* Stated problem A
According to the passage on Minnesota's tobacco tax increase, on what date did the minimum tax on moist smokeless tobacco take effect?
* Stated problem B
Continue the passage on Minnesota's tobacco tax increase from the point where it stops.

* Selected excerpt
——

In 2013, the Minnesota Legislature passed a tobacco tax increase that more than doubled the combined cigarette excise and sales tax—from US$1.60 per pack (US$1.23 in tobacco tax and US$0.37 in sales tax) to US$3.35 per pack (US$2.83 in tobacco tax and US$0.52 in sales tax). The tax on other tobacco products increased from 70% to 95% of wholesale price. In an effort to reach tax parity, a minimum tax on moist smokeless tobacco was created that is equivalent to the cigarette excise tax (US$2.83). In Minnesota, the excise tax on all tobacco products is collected at the wholesale level. A set fee in lieu of sales tax on cigarettes is also collected at the wholesale level. Sales tax on non-cigarette tobacco products is collected at the retail level as a per cent (between 6.875% and 7.875% depending on locality) of purchase price. The tobacco tax increase took effect on 1 July 2013; the minimum moist smokeless tobacco tax took effect on 1 January 2014. This increase took Minnesota from having the 27th highest state cigarette excise tax to the seventh highest in the nation, and made the Minnesota cigarette tax the highest in the region.13
This study's comparison states of North Dakota, South Dakota and Wisconsin all have lower taxes on cigarette and non-cigarette tobacco products than Minnesota. North Dakota has a combined cigarette and sales tax of US$0.64 (US$0.44 in cigarette tax and US$0.20 in sales tax). In North Dakota, smokeless tobacco is taxed at US$0.16 per ounce; a sales tax of 5% is also applied. South Dakota has a combined cigarette and sales tax of US$1.75 (US$1.53 in cigarette tax and US$0.22 in sales tax). Smokeless tobacco is taxed at 35% of wholesale price; a sales tax of 4% is also applied. Finally, in Wisconsin, the combined cigarette and sales tax is US$2.87 (US$2.52 in cigarette tax and US$0.35 in sales tax). Smokeless tobacco is taxed at 71% of the manufacturer's price and an additional 5% in sales tax is applied.14 ,15 During the study period, there were no relevant statewide policy changes (eg, tobacco tax increases or smoke-free laws) in the comparison states.
The current study attempted to answer three primary research questions: First, what happens to the retail price of cigarettes and smokeless tobacco after a sizeable statewide excise tax increase? Specifically, is there evidence of tax shifting (over-shift, under-shift or fully-shift) to the consumer? Second, following a tax increase how much variation in price is observed among the same tobacco product and what appears to account for any variation? Finally, do tobacco price promotions increase in response to excise tax increases? Repeated tobacco purchases were conducted before and after the tax increase to answer these research questions. We believe that this is the first study to examine both the real world impact of a substantial tobacco tax increase on retail prices paid as well as incidence of retail tobacco price promotions. Tobacco tax increases are one of the most powerful policy options available to reduce tobacco use. Substantial evidence indicates that tobacco tax increases decrease smoking rates.16 ,17 Understanding how the tobacco industry responds to tobacco tax increases and how this affects the actual prices paid by consumers is an essential part of ensuring that tax increases are fully and effectively implemented.

——

(Stored items)
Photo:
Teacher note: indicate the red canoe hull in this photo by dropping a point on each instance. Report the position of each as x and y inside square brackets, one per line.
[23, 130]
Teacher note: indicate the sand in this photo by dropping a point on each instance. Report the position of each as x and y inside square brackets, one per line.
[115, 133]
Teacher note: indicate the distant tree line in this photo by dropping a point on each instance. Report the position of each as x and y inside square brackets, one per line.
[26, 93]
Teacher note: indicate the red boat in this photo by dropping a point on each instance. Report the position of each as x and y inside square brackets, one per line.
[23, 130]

——

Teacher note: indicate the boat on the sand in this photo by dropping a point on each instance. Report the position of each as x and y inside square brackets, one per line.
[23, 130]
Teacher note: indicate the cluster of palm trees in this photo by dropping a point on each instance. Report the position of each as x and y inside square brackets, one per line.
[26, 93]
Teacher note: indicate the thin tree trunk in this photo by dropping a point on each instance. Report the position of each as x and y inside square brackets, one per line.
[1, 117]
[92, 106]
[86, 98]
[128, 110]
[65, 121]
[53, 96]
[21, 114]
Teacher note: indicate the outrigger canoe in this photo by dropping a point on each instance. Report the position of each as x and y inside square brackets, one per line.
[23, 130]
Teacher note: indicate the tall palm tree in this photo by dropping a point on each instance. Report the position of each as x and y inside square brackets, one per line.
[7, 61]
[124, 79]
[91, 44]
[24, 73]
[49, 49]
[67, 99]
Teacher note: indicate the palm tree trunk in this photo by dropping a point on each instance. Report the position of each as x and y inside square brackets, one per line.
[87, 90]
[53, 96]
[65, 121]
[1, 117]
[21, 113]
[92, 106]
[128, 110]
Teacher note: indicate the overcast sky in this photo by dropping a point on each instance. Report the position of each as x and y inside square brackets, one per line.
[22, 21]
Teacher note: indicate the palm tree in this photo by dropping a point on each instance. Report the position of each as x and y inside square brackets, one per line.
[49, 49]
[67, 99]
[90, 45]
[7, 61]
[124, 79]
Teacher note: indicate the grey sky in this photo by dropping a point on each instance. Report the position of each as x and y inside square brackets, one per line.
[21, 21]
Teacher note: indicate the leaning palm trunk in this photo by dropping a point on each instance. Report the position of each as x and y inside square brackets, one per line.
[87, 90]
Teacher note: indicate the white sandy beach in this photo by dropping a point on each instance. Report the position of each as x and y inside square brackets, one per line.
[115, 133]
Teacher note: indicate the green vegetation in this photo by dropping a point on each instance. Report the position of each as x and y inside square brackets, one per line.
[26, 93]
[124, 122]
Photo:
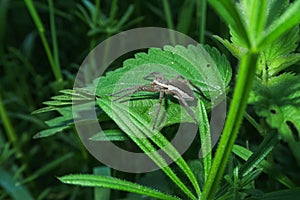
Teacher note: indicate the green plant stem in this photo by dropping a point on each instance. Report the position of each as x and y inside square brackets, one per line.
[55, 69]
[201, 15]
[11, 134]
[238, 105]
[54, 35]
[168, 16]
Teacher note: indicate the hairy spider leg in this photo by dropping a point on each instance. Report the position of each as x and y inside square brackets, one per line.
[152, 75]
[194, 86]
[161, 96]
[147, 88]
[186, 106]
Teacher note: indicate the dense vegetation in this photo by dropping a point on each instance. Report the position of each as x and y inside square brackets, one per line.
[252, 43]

——

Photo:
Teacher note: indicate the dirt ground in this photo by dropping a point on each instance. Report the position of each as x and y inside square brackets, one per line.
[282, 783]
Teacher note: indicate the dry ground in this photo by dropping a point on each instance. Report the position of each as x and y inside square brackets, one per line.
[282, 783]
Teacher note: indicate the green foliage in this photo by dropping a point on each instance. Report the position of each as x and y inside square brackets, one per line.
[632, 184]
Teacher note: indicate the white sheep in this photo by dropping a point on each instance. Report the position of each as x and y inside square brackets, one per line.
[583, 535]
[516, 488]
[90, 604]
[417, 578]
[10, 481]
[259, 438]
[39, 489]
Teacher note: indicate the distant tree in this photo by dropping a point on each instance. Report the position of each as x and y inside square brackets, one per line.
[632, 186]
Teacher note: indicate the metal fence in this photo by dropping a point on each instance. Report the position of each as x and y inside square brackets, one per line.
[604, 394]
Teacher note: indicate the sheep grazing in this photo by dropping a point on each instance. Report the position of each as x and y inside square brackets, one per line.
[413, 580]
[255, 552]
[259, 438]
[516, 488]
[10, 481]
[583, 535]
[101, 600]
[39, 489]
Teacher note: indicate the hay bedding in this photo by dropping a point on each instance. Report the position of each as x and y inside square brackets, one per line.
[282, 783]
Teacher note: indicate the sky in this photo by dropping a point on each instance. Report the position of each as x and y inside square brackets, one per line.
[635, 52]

——

* Task output A
1 January 2014

* Task output B
An observational study of tobacco retail prices was conducted in a sample of 61 convenience stores in Minnesota (n=48) and the neighbouring states of North Dakota (n=2), South Dakota (n=2) and Wisconsin (n=9). Convenience stores were chosen as the focus because in the USA they represent both the largest percent of tobacco retailers by type and the channel through which the majority of tobacco sales occur.18 ,19 The sample was generated through a combination of random and purposive sampling. In Minnesota, data were collected in seven regions throughout the state. One of the seven Minnesota regions was the metropolitan area of Minneapolis and St. Paul. In this region, due to the large number of convenience stores, a random sample of eight stores was generated using city lists of tobacco licenses. In the remaining six Minnesota regions, convenience stores were purposively selected to ensure geographic coverage, representation of large chain stores and a mixture of chain versus independent stores. In the neighbouring states, stores were purposively selected to represent convenience store chains that exist on both sides of the border.
Data were collected in six rounds between May 2013 and January 2014. Rounds 1 and 2 were conducted during the weeks of 27 May 2013 and 24 June 2013, respectively. Both rounds were conducted before the Minnesota excise tax increase went into effect on 1 July 2013. Round 3 was completed 1 week after the tax increase, during the week of 8 July 2013; and Round 4 was conducted during the week of 29 July 2013 (4 weeks after the tax increase took effect). Round 5 was conducted during the week of 26 August 2013; and Round 6 was conducted during the week of 13 January 2014, which was 2 weeks after the minimum moist smokeless tobacco tax went into effect.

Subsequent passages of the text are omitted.